# Recorded data start

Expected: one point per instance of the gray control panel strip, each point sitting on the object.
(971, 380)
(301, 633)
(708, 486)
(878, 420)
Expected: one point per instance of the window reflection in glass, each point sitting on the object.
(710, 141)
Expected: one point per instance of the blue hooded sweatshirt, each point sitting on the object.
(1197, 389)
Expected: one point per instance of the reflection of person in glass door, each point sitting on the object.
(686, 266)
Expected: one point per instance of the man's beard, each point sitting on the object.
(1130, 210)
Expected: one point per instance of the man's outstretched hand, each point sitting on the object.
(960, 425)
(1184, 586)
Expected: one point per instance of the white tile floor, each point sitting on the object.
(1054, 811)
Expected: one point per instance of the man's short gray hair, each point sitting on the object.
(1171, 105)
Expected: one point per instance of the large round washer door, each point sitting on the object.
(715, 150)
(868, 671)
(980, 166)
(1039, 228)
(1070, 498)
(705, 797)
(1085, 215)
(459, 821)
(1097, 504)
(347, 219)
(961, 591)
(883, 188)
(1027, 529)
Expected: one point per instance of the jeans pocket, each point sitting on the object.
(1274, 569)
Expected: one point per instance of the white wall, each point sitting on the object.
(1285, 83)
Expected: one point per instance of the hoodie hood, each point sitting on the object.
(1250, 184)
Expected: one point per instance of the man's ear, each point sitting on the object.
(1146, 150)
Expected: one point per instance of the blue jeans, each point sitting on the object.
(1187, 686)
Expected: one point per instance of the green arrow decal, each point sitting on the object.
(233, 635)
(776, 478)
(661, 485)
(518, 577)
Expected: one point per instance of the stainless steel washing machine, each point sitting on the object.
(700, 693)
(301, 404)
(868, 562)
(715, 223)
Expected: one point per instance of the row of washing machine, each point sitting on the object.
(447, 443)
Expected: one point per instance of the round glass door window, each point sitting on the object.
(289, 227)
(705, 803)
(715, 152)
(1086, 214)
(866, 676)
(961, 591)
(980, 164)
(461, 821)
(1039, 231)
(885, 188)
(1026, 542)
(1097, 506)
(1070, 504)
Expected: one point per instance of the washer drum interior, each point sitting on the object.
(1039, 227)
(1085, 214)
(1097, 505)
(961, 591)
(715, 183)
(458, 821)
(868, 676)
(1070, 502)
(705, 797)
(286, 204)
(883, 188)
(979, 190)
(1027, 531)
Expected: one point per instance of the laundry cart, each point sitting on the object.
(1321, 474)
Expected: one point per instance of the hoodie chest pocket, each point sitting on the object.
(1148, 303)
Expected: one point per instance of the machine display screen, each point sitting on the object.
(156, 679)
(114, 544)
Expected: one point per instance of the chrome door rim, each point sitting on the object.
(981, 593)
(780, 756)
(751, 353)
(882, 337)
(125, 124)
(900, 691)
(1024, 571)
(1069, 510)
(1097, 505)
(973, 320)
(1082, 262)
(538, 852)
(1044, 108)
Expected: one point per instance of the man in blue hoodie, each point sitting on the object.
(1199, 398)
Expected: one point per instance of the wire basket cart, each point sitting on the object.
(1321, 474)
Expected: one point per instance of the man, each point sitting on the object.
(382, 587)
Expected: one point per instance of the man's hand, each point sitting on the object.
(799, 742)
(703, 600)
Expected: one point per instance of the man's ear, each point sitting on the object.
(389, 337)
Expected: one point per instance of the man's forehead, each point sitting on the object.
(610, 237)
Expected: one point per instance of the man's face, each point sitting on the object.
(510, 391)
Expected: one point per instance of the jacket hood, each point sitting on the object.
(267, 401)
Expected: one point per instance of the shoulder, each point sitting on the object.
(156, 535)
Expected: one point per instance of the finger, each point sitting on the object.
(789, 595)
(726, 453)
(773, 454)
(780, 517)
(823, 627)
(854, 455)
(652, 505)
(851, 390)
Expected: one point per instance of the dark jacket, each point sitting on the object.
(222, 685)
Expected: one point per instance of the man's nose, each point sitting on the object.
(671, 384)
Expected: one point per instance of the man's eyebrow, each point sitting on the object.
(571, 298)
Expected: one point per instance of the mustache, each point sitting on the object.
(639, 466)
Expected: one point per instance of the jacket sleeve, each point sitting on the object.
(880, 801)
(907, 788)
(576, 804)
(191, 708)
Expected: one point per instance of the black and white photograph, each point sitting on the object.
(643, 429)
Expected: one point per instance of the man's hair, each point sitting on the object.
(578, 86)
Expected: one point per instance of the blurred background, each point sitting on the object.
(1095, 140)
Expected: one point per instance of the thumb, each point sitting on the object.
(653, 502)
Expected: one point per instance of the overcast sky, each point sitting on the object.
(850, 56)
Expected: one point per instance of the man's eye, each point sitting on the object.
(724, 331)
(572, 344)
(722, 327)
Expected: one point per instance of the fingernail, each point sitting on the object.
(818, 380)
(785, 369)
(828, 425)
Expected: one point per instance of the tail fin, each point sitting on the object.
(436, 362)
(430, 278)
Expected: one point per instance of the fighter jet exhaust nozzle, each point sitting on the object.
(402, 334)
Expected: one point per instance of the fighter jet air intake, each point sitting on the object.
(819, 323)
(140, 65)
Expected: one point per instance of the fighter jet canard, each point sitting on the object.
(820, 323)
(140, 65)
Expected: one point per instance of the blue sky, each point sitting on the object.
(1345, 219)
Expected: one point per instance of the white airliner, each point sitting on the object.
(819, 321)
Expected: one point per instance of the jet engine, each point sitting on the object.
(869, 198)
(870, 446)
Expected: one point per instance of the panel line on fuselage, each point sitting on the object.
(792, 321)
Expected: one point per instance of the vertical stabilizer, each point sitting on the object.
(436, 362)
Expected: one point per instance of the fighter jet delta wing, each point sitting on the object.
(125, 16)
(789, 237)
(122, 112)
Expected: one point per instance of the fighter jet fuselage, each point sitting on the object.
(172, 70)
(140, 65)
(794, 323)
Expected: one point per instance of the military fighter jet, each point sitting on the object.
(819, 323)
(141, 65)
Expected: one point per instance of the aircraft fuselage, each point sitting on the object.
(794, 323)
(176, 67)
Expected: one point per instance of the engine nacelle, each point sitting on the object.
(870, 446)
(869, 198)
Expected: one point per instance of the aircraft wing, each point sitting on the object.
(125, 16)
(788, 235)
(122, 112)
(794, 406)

# Recorded data end

Rewrite everything from the line containing "Expected: one point per instance of the white tile" down to the line containing "(1171, 105)", both ends included, reproducing every line in that span. Multiply each point coordinate by 1.8 and round to a whole number, with halves rounded up.

Expected: one point per instance of the white tile floor, each point sitting on the object.
(1897, 1460)
Expected: one point per instance of the man's short gray hair, each point sitting on the object.
(2108, 189)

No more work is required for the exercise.